:: Исходный отрывок ::
+++

Куда ушли объективно-сдержанный тон, «отстраненность» лирики, обостренность контрастов, конструктивная четкость в построении цикла, свойственные исполнению пианистом сонат австрийского художника в 50-е и 60-е годы (тогда были сделаны записи этих сочинений)?

В тот майский вечер Рихтер словно воспринял и передал нам феномен Шуберта во всей его глубинной полноте: Шуберта, радующего непосредственностью ребенка, и Шуберта, поражающего мудростью зрелости, Шуберта с ясным взглядом на мир и Шуберта, прошедшего через безысходность отчаяния, Шуберта, поющего и Шуберта декламирующего. Пусть не покажется странным, но все эти пласты возникали в играемой музыке не только последовательно, но и в одновременности, то есть не только улавливались по горизонтали, но как бы постоянно выстраивались в невидимую нематериализованную вертикаль.

На том концерте Рихтер воочию доказал нам, что музыка (в частности, Шуберта вне всякого сомнения) «рождается в простой, безобидной и неоскорбляемой части нашей души... в охране этого родника не участвуют ни добро, ни зло: эта радость жизни находится по ту сторону добра и зла» (М. Пришвин. О поэзии).

Каким теплым и сокровенным тоном было пронизано исполнение медленной музыки, произносимой вполголоса. Она удивляла непосредственностью фразоведения, ажурным плетением поющей фактуры, бесконечно меняющейся и вместе с тем радующей узнаваемостью; то же в быстрой музыке, текущей, подобно говорящему ручейку в знаменитом вокальном цикле композитора, поражавшей бисерностью и отточенностью техники (но тихой, незаметной!), эластичностью, плавностью поэтизированных танцевальных рисунков. Ни одного «открытого» скачка, полное отсутствие «прямых углов» в интонационной графике! Даже forte всегда туттийно, объемно, как в стройно поющем ансамбле.

Надо всем господствовала протяженная линия, ей подчинялись и соотношения верхнего и нижнего голосов, каждый из которых по-своему главный, и ведение фразы, и наполнение crescendo, и смена частей, даже пьес, когда каждая следующая воспринималась и как что-то новое, и как продолжение предыдущей.

Программа концерта, подобно всем составляющим ее номерам, тоже имела в тот вечер признаки открыток разомкнутой формы — казалось, она может длиться бесконечно, и нам хотелось, чтобы она длилась бесконечно.

+++

:: Записи набора данных ::
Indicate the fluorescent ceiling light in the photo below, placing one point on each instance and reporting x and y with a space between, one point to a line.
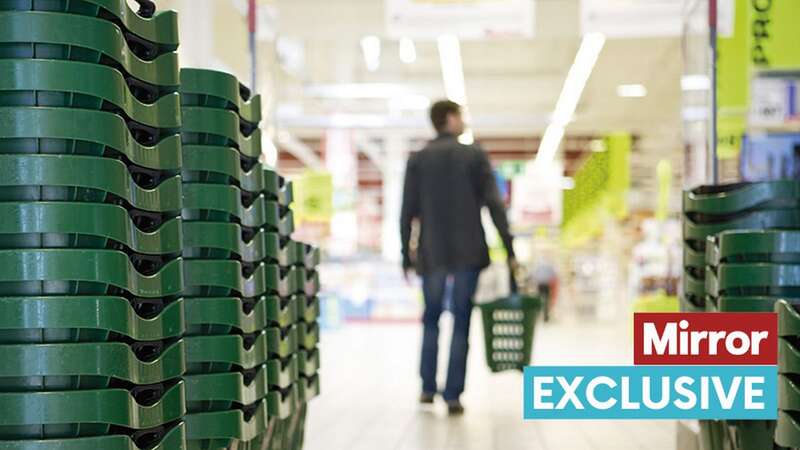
468 138
347 91
631 90
408 52
415 102
576 80
452 69
371 46
696 82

+++

:: Задания ::
1 > Пожалуйста, оформите все строки записей как таблицу Markdown со столбцами «№» (номер строки) и «Строка». Пустые строки и изображения в таблицу не включайте.
2 > Продолжите отрывок о шубертовском концерте Рихтера, начав сразу после его последнего предложения.
Отрывок и записи представляют собой отдельные, не связанные между собой материалы.

:: Итоговые ответы ::
1 >
| № | Строка |
|---|---|
| 1 | Indicate the fluorescent ceiling light in the photo below, placing one point on each instance and reporting x and y with a space between, one point to a line. |
| 2 | 468 138 |
| 3 | 347 91 |
| 4 | 631 90 |
| 5 | 408 52 |
| 6 | 415 102 |
| 7 | 576 80 |
| 8 | 452 69 |
| 9 | 371 46 |
| 10 | 696 82 |

2 >
Рихтер сумел добиться невозможного — каждое мгновение времени он обращал в вечность. Но среди этого праздника духа, чистой парящей мысли, проникнутых богатейшими нюансами состояний, возникали и вполне конкретные жизненные картины, например, в лендлерах, веселящих слух тонким ощущением жанра, колорита, «заводным» ритмом, оркестральной игрой.

И еще одно. Некоторые из современников Шуберта считали, что он сочиняет в сомнамбулическом сне — с такой непринужденной легкостью появлялись на свет его мелодии, пленявшие своей естественно-природной грацией, «непридуманной» новизной. Шуберт обладал редким свойством — не навязывать свою индивидуальность тем, кто воспринимал его музыку, поэтому им и казалось, что прекрасные мелодии возникают помимо воли их создателя.

При всем безусловном совершенстве игры Рихтера (и в образно-эмоциональном смысле, и в области звука, и в техническом отношении, и в структурном плане) на том концерте была совсем неощутимой исполнительская работа с материалом. Музыка творилась будто сама по себе, без воли ее интерпретатора, без вмешательства властной, магически сильной индивидуальности пианиста.

Словно Данте, сопровождаемый Вергилием в глубины небытия, Рихтер, ведомый Шубертом, поднимался в духовную высь. И рождалось ощущение, что пианист играл в том концерте не только Шуберта, здесь чувствовались и его опыт постижения позднего Бетховена, и освоение им звуковой палитры импрессионистов, и проникновение в шопеновские миниатюры, и общение с современной музыкой. Конечно же, вспоминался дуэт пианиста с Д. Фишером-Дискау, уже ранее вдохновенно открывавший нам шубертовские «секреты». И на этот раз думалось, что исполнитель помог нам хоть немного приблизиться к той тайне, которая именуется Шубертом.

*См.: М. Нестьева. Творец лунных лучей и пламени солнца. «Советская музыка», 1978, № 3. Ред.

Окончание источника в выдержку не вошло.